====== Given data ======

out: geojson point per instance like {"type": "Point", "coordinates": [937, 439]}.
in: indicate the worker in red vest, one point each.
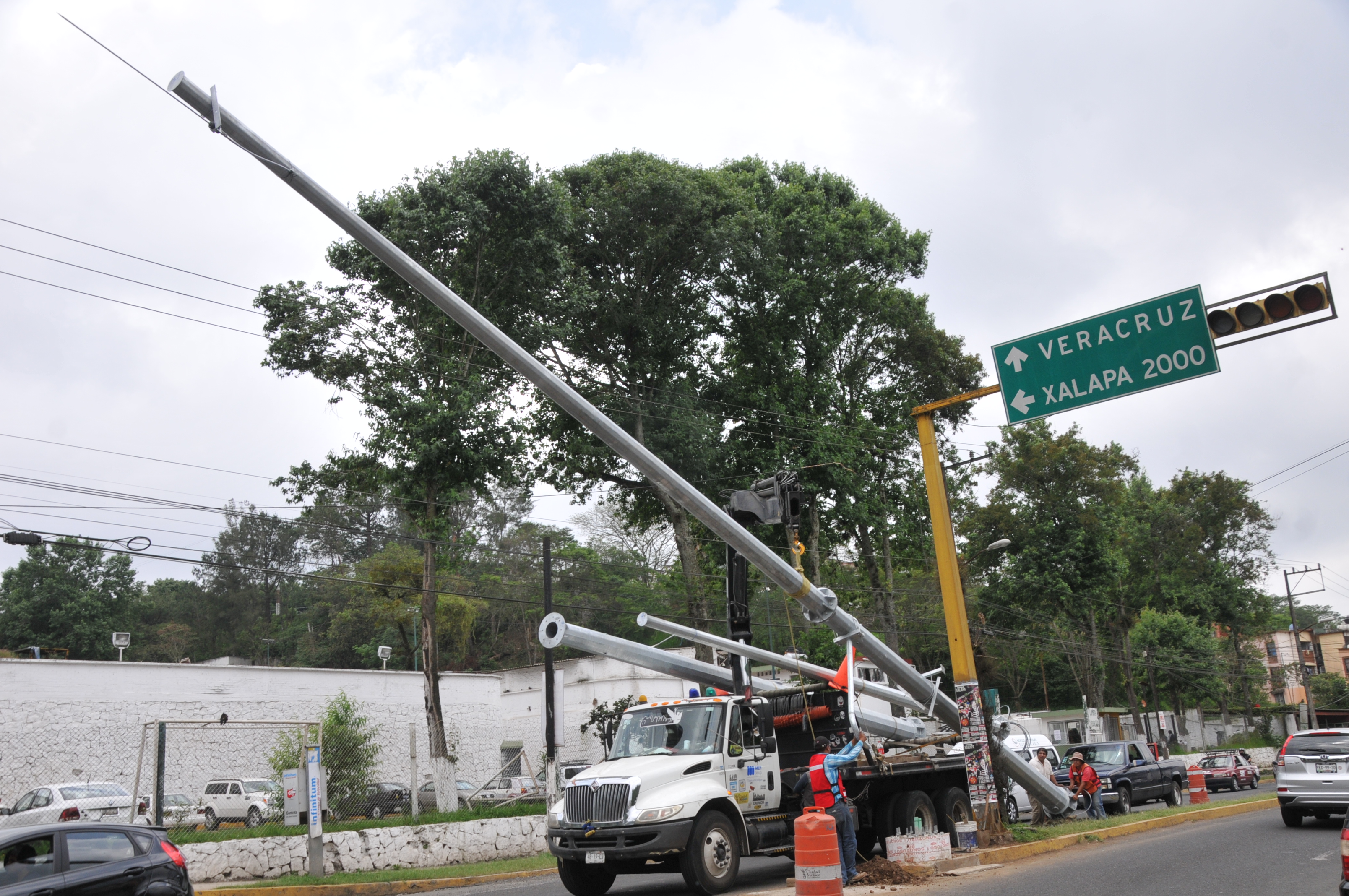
{"type": "Point", "coordinates": [831, 797]}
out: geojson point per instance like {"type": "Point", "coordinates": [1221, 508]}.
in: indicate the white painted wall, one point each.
{"type": "Point", "coordinates": [587, 682]}
{"type": "Point", "coordinates": [61, 716]}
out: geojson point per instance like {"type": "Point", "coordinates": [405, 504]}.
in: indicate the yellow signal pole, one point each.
{"type": "Point", "coordinates": [979, 767]}
{"type": "Point", "coordinates": [943, 537]}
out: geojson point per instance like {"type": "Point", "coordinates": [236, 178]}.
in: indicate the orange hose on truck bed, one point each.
{"type": "Point", "coordinates": [795, 718]}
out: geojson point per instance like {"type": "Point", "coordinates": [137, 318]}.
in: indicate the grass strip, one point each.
{"type": "Point", "coordinates": [182, 836]}
{"type": "Point", "coordinates": [473, 870]}
{"type": "Point", "coordinates": [1027, 834]}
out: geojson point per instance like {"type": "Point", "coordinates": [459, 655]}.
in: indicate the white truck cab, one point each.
{"type": "Point", "coordinates": [690, 786]}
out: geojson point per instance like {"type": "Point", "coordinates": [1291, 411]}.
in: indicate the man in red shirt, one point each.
{"type": "Point", "coordinates": [1084, 779]}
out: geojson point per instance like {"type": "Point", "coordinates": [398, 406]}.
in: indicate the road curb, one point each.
{"type": "Point", "coordinates": [1026, 851]}
{"type": "Point", "coordinates": [378, 888]}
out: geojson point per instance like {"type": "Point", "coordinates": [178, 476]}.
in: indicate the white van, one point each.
{"type": "Point", "coordinates": [1019, 802]}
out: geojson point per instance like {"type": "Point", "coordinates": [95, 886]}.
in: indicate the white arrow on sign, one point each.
{"type": "Point", "coordinates": [1022, 401]}
{"type": "Point", "coordinates": [1015, 358]}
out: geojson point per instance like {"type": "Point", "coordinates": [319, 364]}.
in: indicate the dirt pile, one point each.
{"type": "Point", "coordinates": [881, 871]}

======

What to do:
Leave the pictures out, and transcribe each of the records exactly.

Complete answer:
out: geojson point per instance like {"type": "Point", "coordinates": [937, 439]}.
in: indicate the worker in red vest, one point each.
{"type": "Point", "coordinates": [831, 797]}
out: geojson point per instance like {"type": "Point", "coordinates": [1221, 508]}.
in: indicate the white painted wall, one point each.
{"type": "Point", "coordinates": [587, 682]}
{"type": "Point", "coordinates": [61, 716]}
out: geojson point per instance like {"type": "Point", "coordinates": [405, 504]}.
in: indicate the yellow signal pole, one point each.
{"type": "Point", "coordinates": [979, 767]}
{"type": "Point", "coordinates": [943, 537]}
out: geojson point per instance like {"type": "Point", "coordinates": [236, 178]}.
in: indicate the orange hose on truck bed, one point each.
{"type": "Point", "coordinates": [795, 718]}
out: geojson point per instance like {"type": "Point", "coordinates": [137, 318]}.
in: indicate the grass strip, one point each.
{"type": "Point", "coordinates": [182, 836]}
{"type": "Point", "coordinates": [473, 870]}
{"type": "Point", "coordinates": [1027, 834]}
out: geojson point per instance like {"type": "Point", "coordinates": [459, 655]}.
in: indicate the white truck cab, one point each.
{"type": "Point", "coordinates": [690, 786]}
out: geojson point per instance like {"type": "Point", "coordinates": [1291, 411]}.
in: indicate the man in red shirt, one point each.
{"type": "Point", "coordinates": [1084, 779]}
out: geojson point per instance like {"type": "Point", "coordinates": [398, 406]}.
in: indicate the road curb, one point each.
{"type": "Point", "coordinates": [1026, 851]}
{"type": "Point", "coordinates": [378, 888]}
out: geojson point per instance like {"type": "Point", "coordinates": [178, 476]}.
in: indicate the white van, one point each.
{"type": "Point", "coordinates": [1019, 802]}
out: geojson point per instance like {"type": "Point", "coordinates": [95, 886]}.
in: indicate the white arrow on sign, one point each.
{"type": "Point", "coordinates": [1022, 401]}
{"type": "Point", "coordinates": [1015, 358]}
out: geojson point per instance like {"type": "Point", "coordinates": [319, 364]}.
in: indicate the dirt pile, one point each.
{"type": "Point", "coordinates": [881, 871]}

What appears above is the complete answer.